> GIVEN TEXT

::::::

How to make Mongolian Chicken
- Thinly slice the chicken breasts and season with dry spice seasonings (salt, white pepper, garlic, onion, and five spice powder).
- Dust the chicken with arrowroot starch and coat evenly.
- Shallow fry them in a hot wok or Dutch oven to reduce splatter and fry in separate batches until golden crisp brown.
- Use the frying time to chop ginger, garlic, scallions, and chilies.
- Prepare the sauce in one bowl and ready-to-go.
- Set the chicken aside and use the same wok to fry the aromatics until fragrant, about 10 seconds.
- Toss the chicken back to the wok and drizzle in the sauce. Give everything a quick toss and serve!
Pairing for Mongolian Chicken
Steamed short grain white rice is definitely the way to-go! Almost all Chinese stir-fry dishes work well with rice. 🙂 To keep it low carb, here are some other fabulous choices.
- Egg Drop Soup with Tomato
- Sweet Potato Mash
- Roasted Butternut Squash Soup
- Chinese Broccoli (Gai Lan) with Vegetarian Oyster Sauce
- Sautéed Cabbage Recipe
- Chinese Broccoli with Garlic Sauce
Tips for making the best Mongolian Chicken
- If you prefer to add more vegetables, please serve them on the side. The type of vegetable and timing in which it’s introduced to a stir-fry might affect the texture and flavor of a dish. I include vegetable choices below.
- Preheat your wok or Dutch oven well over medium-heat without oil first. You want the wok to be hot when you place your palm about 2-3 inches away from the surface and you can feel the heat. Watch a video demo here on how to preheat your skillet for stir-fry.
- Fry the chicken in separate batches with a high smoke point oil such as avocado oil. Use a wok or Dutch oven with heavy bottom and high wall to prevent grease.
- The first batch of chicken might not be as golden color as the second batch. This is because the temperature of the wok might not be as hot initially. You can add the first batch back to the wok to shallow fry it twice with the second batch.
- Don’t shy away from using aromatics. The characteristics of Mongolian stir-fry is on the spicier side. The Chinese dry red chili peppers are used in whole (the seeds are contained inside) so you mainly get a little flavor from the outer skin. To make it non-spicy, skip the chili peppers (both dry and fresh).

::::::

> EXCERPTED DATA
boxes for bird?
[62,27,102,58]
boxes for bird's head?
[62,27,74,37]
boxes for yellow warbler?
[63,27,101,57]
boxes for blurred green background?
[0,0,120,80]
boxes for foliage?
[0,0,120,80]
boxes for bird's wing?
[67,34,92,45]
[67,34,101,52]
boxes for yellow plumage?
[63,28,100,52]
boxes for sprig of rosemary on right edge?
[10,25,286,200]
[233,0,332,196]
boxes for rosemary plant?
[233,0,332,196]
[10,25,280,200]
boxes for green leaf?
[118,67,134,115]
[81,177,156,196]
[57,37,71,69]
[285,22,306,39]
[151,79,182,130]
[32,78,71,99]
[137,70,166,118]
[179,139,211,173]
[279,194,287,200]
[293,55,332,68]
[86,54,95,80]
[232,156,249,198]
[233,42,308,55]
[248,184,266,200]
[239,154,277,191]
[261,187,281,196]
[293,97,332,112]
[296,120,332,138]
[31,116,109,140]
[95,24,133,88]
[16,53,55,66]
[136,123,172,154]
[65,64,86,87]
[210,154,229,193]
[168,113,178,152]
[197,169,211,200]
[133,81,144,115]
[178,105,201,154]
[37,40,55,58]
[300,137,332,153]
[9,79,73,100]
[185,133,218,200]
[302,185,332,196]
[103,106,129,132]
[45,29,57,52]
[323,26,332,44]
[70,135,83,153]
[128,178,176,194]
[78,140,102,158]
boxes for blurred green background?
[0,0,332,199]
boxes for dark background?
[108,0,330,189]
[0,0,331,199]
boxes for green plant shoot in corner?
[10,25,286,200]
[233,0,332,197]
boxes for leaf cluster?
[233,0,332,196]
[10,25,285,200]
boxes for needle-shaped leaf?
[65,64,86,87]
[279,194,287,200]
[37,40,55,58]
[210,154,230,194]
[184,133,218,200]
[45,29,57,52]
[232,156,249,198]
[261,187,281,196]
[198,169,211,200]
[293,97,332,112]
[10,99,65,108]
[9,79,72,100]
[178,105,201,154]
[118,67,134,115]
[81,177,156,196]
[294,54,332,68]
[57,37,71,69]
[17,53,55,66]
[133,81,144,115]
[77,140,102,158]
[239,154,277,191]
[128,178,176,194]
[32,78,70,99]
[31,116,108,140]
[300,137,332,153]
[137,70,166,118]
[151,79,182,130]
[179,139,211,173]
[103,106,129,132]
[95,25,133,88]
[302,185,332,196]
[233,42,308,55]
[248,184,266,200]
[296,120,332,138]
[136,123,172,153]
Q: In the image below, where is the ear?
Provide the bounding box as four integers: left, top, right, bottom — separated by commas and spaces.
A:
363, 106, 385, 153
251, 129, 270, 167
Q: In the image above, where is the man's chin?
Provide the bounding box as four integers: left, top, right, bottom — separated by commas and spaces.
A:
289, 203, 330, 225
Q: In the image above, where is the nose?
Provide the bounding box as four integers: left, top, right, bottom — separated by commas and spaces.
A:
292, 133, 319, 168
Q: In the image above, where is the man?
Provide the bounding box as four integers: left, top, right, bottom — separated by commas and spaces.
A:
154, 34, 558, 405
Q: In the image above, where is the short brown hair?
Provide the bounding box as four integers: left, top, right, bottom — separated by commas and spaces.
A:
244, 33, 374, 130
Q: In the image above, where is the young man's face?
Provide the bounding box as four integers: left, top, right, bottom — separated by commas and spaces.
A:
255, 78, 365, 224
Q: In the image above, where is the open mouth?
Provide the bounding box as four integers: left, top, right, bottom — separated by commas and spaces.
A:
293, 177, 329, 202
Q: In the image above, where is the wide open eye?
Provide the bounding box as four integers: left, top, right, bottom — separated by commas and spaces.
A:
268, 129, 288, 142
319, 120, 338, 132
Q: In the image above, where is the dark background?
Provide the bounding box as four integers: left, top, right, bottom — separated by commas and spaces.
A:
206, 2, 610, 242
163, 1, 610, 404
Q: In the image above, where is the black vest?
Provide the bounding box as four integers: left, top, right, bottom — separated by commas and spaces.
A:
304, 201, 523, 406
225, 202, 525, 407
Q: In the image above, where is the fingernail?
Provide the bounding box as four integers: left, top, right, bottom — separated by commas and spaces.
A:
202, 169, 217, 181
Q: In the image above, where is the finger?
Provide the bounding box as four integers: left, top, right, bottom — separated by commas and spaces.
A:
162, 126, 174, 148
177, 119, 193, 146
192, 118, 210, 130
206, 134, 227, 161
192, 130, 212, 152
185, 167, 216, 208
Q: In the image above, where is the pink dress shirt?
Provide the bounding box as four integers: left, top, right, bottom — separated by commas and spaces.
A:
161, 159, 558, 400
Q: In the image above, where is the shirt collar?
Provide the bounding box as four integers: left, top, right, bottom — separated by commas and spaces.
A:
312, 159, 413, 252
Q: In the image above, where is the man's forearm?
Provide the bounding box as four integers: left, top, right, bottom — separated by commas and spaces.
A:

::::::

> EXERCISES TO COMPLETE
1. Answer these from the Mongolian chicken recipe, one line each:
(a) What starch is the chicken dusted with?
(b) Which rice does the recipe call the way to go as a pairing?
(c) What oil is named as an example of a high smoke point oil for frying the chicken?
2. Resume the Mongolian chicken recipe, writing what comes after its final sentence.

> RESULTS BY TASK
1.
(a) Arrowroot starch.
(b) Steamed short grain white rice.
(c) Avocado oil.

2.
Do you eat the dry red chili peppers? Nope you don’t. You can if you really like spicy food. The chili peppers in the stir-fry is mainly used to get a hint of flavor without overpowering. It also makes the dish looking really pretty with a deep red hue in the presentation. When you eat, simply push them aside. It’s part of the fun! 🙂
Perfect Side dishes to cool down your palate –
- Bok Choy Dim Sum
- Gomaae Japanese Spinach With Goma Dressing
- Bok Choy Salad with Toasted Sesame Dressing
- Watermelon Fruit Salad
- Grilled Peach Avocado Salad
- Asian Carrot-Celery Slaw
- Asian Coleslaw
- Chinese Smashed Cucumber Salad
- More Asian Side Dishes
More Asian Chicken Recipes You’ll Enjoy –
- Grilled Chicken Yakitori Skewers
- Whole30 Sesame Chicken
- Chicken and Broccoli Stir-Fry
- Air Fryer Whole Chicken
- Chicken Yakisoba Noodles
- Kung Pao Chicken
- Black pepper chicken
- Moo goo gai pan (chicken and mushroom stir-fry)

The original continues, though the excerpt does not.